Set task
Count the lines in the data below that contain the string "orange", treating uppercase and lowercase letters as different. Reply with the number alone.

Material for this task
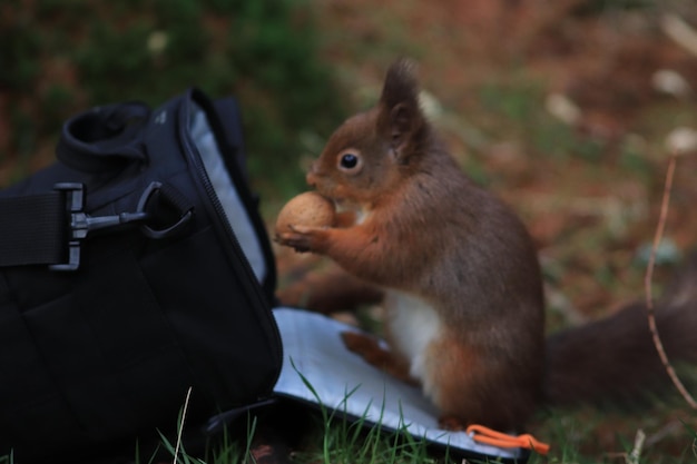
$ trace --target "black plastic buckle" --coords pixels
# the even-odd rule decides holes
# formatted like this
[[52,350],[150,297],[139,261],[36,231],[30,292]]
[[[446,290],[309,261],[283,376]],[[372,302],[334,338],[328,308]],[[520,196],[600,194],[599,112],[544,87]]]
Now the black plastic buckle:
[[85,213],[85,186],[78,182],[59,182],[53,190],[66,192],[66,206],[70,215],[68,260],[50,265],[51,270],[77,270],[80,267],[80,243],[94,230],[108,229],[126,224],[141,223],[148,218],[145,211],[121,213],[116,216],[92,217]]

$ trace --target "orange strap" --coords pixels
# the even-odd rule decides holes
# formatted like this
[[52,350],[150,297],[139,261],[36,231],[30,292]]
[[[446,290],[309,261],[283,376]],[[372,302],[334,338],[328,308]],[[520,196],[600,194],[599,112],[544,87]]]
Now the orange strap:
[[547,443],[538,442],[537,438],[530,434],[523,435],[508,435],[501,432],[492,431],[483,425],[470,425],[467,428],[467,433],[470,434],[472,440],[487,445],[499,446],[503,448],[528,448],[539,454],[549,453],[549,445]]

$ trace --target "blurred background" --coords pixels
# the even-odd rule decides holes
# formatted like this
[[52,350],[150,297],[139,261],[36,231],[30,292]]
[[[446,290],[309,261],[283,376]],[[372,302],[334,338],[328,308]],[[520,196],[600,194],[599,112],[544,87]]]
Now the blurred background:
[[271,224],[402,56],[462,168],[530,228],[550,328],[642,297],[673,154],[658,288],[695,248],[695,0],[3,0],[0,187],[52,162],[75,112],[196,86],[240,100]]

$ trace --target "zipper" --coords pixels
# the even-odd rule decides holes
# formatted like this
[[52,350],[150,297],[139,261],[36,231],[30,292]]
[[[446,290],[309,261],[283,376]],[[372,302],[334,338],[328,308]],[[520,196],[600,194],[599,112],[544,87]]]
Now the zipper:
[[[264,316],[266,317],[266,322],[267,322],[266,326],[269,326],[272,329],[272,334],[269,335],[272,336],[273,342],[275,342],[276,349],[274,352],[277,355],[276,361],[277,361],[278,368],[276,369],[275,378],[273,379],[273,383],[269,386],[268,392],[266,392],[266,396],[268,397],[272,394],[273,388],[276,385],[276,382],[278,381],[278,377],[281,376],[281,366],[283,364],[283,344],[281,339],[281,330],[278,329],[278,325],[276,324],[276,319],[271,309],[271,302],[267,302],[266,296],[263,294],[262,286],[257,282],[254,270],[252,269],[252,266],[249,265],[247,257],[244,254],[242,246],[239,245],[239,240],[237,239],[237,236],[235,235],[233,230],[233,226],[230,225],[229,219],[227,218],[227,215],[223,208],[223,205],[217,194],[215,192],[215,188],[213,187],[213,184],[210,182],[210,179],[208,178],[208,172],[206,171],[203,160],[200,159],[198,147],[196,147],[196,144],[194,144],[193,140],[190,139],[190,135],[188,131],[189,117],[190,117],[190,111],[192,111],[192,101],[196,99],[196,93],[197,93],[196,90],[190,90],[189,92],[186,93],[184,105],[180,107],[181,113],[179,115],[179,127],[177,131],[179,132],[178,135],[179,135],[181,144],[185,147],[185,151],[189,154],[188,158],[193,162],[196,169],[198,179],[202,181],[204,186],[206,196],[208,200],[210,201],[210,205],[213,206],[213,209],[218,218],[218,221],[223,223],[222,224],[223,233],[225,234],[225,237],[228,239],[228,244],[230,245],[230,248],[234,255],[234,259],[233,259],[234,266],[236,268],[237,275],[242,273],[242,276],[244,277],[240,279],[242,284],[245,286],[246,293],[252,294],[252,296],[254,296],[254,298],[252,299],[255,300],[254,302],[255,306],[258,307],[259,302],[262,302],[261,309]],[[197,103],[199,105],[204,113],[206,115],[206,118],[208,118],[210,116],[209,107],[205,103],[204,105],[200,105],[200,102],[197,102]],[[186,130],[183,130],[183,128],[186,128]],[[224,158],[225,168],[229,169],[229,164],[225,161],[227,160]],[[234,178],[233,178],[234,176],[232,176],[229,171],[228,171],[228,175],[230,175],[230,180],[233,180],[233,184],[234,184]],[[237,192],[239,194],[239,190]],[[246,198],[245,195],[239,195],[239,196],[240,196],[240,201],[244,208],[247,209],[247,214],[252,216],[252,211],[248,210],[249,198]],[[214,225],[214,227],[216,225]],[[254,228],[256,230],[256,226]],[[254,309],[256,310],[257,308],[254,308]],[[257,310],[257,313],[259,312]],[[259,396],[259,399],[262,398],[263,397]]]

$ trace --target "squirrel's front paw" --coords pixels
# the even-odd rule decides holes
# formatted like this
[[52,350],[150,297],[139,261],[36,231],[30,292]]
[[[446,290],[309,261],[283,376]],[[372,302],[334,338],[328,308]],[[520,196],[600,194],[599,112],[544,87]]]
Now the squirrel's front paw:
[[275,240],[298,253],[316,251],[323,228],[307,226],[288,226],[288,231],[277,233]]

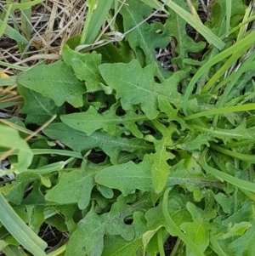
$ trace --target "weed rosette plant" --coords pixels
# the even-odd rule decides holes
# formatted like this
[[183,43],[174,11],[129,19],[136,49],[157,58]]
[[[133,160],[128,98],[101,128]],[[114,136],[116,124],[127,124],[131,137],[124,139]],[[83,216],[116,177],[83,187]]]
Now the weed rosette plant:
[[63,60],[1,78],[6,255],[255,255],[254,2],[163,3],[88,1]]

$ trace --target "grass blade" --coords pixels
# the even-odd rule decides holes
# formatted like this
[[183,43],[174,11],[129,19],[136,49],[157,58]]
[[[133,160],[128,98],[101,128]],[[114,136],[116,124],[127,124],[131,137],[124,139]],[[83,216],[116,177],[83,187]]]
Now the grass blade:
[[5,17],[3,19],[3,20],[0,20],[0,37],[3,36],[3,34],[4,33],[4,31],[6,30],[7,27],[7,22],[8,22],[8,19],[11,11],[11,8],[12,5],[8,6],[8,9],[7,9],[7,12],[5,14]]
[[[85,20],[80,42],[81,44],[92,44],[94,43],[110,9],[112,2],[113,0],[97,1],[97,3],[94,3],[94,6],[93,3],[89,4],[88,10],[90,15],[88,15]],[[95,9],[93,9],[94,8]]]
[[[207,64],[202,65],[198,71],[192,77],[190,82],[189,83],[184,99],[184,113],[185,116],[188,115],[187,113],[187,105],[190,95],[192,93],[193,88],[198,79],[207,71],[209,70],[213,65],[218,63],[219,61],[223,60],[224,59],[227,58],[228,56],[233,54],[235,52],[239,51],[241,48],[249,48],[254,43],[254,34],[255,32],[252,32],[247,37],[240,40],[235,44],[232,45],[231,47],[226,48],[224,51],[221,52],[212,59],[211,59]],[[207,91],[202,91],[203,94],[207,93]]]
[[237,179],[228,174],[220,172],[213,168],[209,167],[207,164],[206,160],[205,160],[206,152],[207,152],[207,151],[205,151],[201,154],[200,160],[201,160],[201,166],[207,173],[214,175],[215,177],[217,177],[219,179],[229,182],[241,190],[248,191],[255,193],[255,184],[254,183]]
[[205,116],[211,116],[211,115],[217,115],[217,114],[225,114],[230,112],[238,112],[238,111],[252,111],[255,110],[255,104],[246,104],[242,105],[234,105],[234,106],[228,106],[228,107],[222,107],[218,109],[206,111],[199,113],[196,113],[190,116],[184,117],[184,120],[191,120],[197,117],[201,117]]
[[23,222],[2,193],[0,193],[0,220],[9,233],[33,255],[46,255],[44,249],[47,243]]
[[190,24],[200,34],[201,34],[209,43],[212,43],[218,49],[222,49],[224,47],[224,43],[214,35],[207,26],[205,26],[201,20],[198,20],[192,16],[190,13],[180,8],[178,4],[173,1],[163,1],[169,8],[175,11],[179,16],[181,16],[188,24]]
[[12,5],[12,9],[31,9],[32,6],[37,5],[44,2],[45,0],[35,0],[29,1],[29,3],[15,3]]

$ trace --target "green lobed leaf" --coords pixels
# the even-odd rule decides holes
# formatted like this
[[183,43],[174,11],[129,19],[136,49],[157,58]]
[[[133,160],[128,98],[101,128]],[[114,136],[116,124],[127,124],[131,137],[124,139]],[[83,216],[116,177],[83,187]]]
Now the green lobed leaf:
[[146,231],[144,213],[135,212],[132,225],[134,230],[134,238],[127,241],[120,236],[107,236],[102,256],[137,256],[138,248],[142,247],[142,236]]
[[71,236],[66,256],[78,256],[85,253],[90,256],[101,255],[104,248],[104,236],[121,236],[126,241],[135,237],[134,228],[124,223],[125,218],[148,207],[150,200],[144,199],[128,205],[122,196],[112,205],[109,213],[98,215],[94,208],[82,219],[78,228]]
[[53,100],[43,97],[32,89],[20,85],[19,93],[24,99],[20,113],[26,115],[26,123],[42,125],[54,115],[64,113],[64,106],[57,107]]
[[6,196],[7,199],[17,205],[20,204],[28,185],[39,179],[40,175],[34,173],[26,172],[19,174],[12,190]]
[[167,146],[173,146],[172,134],[175,131],[175,125],[170,125],[168,128],[154,122],[156,127],[162,134],[162,139],[155,140],[156,153],[149,156],[149,162],[151,163],[151,177],[153,188],[156,193],[159,194],[164,189],[167,177],[170,174],[170,167],[167,160],[173,159],[175,156],[167,151]]
[[32,67],[18,76],[17,81],[24,87],[52,99],[57,106],[65,101],[74,107],[83,105],[85,84],[76,77],[71,67],[62,61]]
[[18,162],[14,163],[18,172],[24,172],[31,165],[33,153],[27,143],[20,136],[17,130],[0,125],[0,134],[4,134],[1,137],[0,146],[14,148],[18,150]]
[[128,64],[103,64],[99,65],[99,71],[107,84],[116,90],[116,98],[121,98],[125,111],[140,104],[148,118],[154,119],[158,114],[159,95],[167,98],[178,108],[181,107],[182,97],[177,91],[177,85],[184,72],[177,72],[160,84],[154,82],[154,75],[156,76],[155,65],[142,69],[136,60]]
[[122,138],[121,134],[110,135],[102,131],[96,131],[87,136],[64,123],[50,124],[43,129],[43,133],[53,139],[59,139],[75,151],[86,152],[94,148],[102,149],[114,164],[118,162],[121,151],[133,153],[142,159],[144,154],[154,150],[144,139],[128,139]]
[[77,202],[80,209],[86,208],[94,186],[94,176],[104,168],[105,165],[83,162],[81,168],[63,174],[58,184],[46,194],[46,200],[60,204]]
[[[99,114],[96,109],[90,105],[86,112],[64,115],[61,121],[72,128],[84,132],[90,136],[94,131],[103,129],[110,134],[115,134],[117,125],[122,124],[128,128],[134,136],[143,138],[143,134],[138,129],[135,122],[143,122],[147,119],[145,115],[135,114],[133,111],[127,112],[125,116],[116,116],[116,109]],[[89,120],[89,122],[88,122]]]
[[150,191],[152,188],[150,164],[148,156],[139,164],[128,162],[122,165],[102,169],[95,176],[95,181],[107,187],[117,189],[124,196],[135,190]]
[[8,232],[34,255],[45,256],[47,243],[37,236],[18,216],[0,193],[0,221]]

Expected answer
2